### EXERCISE GOAL
Reproduce the data below, replacing every occurrence of "even-odd" with "nonzero" and leaving all other text unchanged.

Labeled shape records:
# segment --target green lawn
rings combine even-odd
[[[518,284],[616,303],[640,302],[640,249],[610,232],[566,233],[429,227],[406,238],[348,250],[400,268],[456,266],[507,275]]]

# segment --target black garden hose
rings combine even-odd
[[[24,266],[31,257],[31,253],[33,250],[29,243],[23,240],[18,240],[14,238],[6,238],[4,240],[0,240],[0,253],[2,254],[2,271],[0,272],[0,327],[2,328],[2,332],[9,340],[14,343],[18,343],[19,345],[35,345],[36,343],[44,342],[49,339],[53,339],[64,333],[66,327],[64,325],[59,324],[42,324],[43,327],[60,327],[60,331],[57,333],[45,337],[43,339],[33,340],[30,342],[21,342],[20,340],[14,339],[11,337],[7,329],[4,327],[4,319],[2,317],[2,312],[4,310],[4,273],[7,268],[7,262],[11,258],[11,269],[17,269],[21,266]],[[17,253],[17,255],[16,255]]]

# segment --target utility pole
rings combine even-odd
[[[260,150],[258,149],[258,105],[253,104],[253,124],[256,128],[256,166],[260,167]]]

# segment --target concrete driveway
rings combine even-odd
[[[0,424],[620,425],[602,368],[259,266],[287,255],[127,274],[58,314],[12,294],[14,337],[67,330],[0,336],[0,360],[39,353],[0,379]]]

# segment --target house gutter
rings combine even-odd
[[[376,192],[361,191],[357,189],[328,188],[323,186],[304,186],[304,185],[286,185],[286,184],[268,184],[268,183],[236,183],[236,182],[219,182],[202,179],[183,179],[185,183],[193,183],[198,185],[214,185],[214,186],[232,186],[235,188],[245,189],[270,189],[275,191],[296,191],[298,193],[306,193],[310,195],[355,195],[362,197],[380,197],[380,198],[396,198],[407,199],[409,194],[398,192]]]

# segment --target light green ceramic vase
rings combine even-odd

### EXERCISE SOLUTION
# segment --target green lawn
rings combine nonzero
[[[518,284],[616,303],[640,302],[640,249],[610,232],[566,233],[429,227],[406,238],[348,250],[400,268],[456,266],[507,275]]]

# segment --target black garden hose
rings combine nonzero
[[[24,266],[31,257],[31,253],[33,250],[29,243],[23,240],[18,240],[14,238],[6,238],[4,240],[0,240],[0,253],[2,254],[2,271],[0,272],[0,327],[2,328],[2,332],[9,340],[14,343],[18,343],[19,345],[35,345],[36,343],[44,342],[49,339],[53,339],[64,333],[66,327],[64,325],[59,324],[42,324],[43,327],[60,327],[60,331],[57,333],[45,337],[43,339],[33,340],[30,342],[21,342],[20,340],[14,339],[11,337],[7,329],[4,327],[4,319],[2,317],[2,312],[4,310],[4,273],[7,268],[7,262],[11,258],[11,269],[17,269],[21,266]],[[17,253],[17,255],[16,255]]]

# segment --target utility pole
rings combine nonzero
[[[260,150],[258,149],[258,105],[253,104],[253,124],[256,128],[256,166],[260,167]]]

# segment --target concrete driveway
rings combine nonzero
[[[0,424],[620,425],[602,368],[259,266],[287,255],[127,274],[58,314],[12,294],[14,337],[67,330],[0,336],[0,360],[39,353],[0,379]]]

# segment --target house gutter
rings combine nonzero
[[[376,192],[361,191],[357,189],[328,188],[323,186],[304,186],[304,185],[286,185],[286,184],[268,184],[268,183],[236,183],[236,182],[219,182],[202,179],[183,179],[185,183],[193,183],[198,185],[214,185],[214,186],[232,186],[235,188],[245,189],[270,189],[275,191],[296,191],[298,193],[306,193],[310,195],[355,195],[362,197],[380,197],[380,198],[396,198],[407,199],[409,194],[398,192]]]

# segment --target light green ceramic vase
rings combine nonzero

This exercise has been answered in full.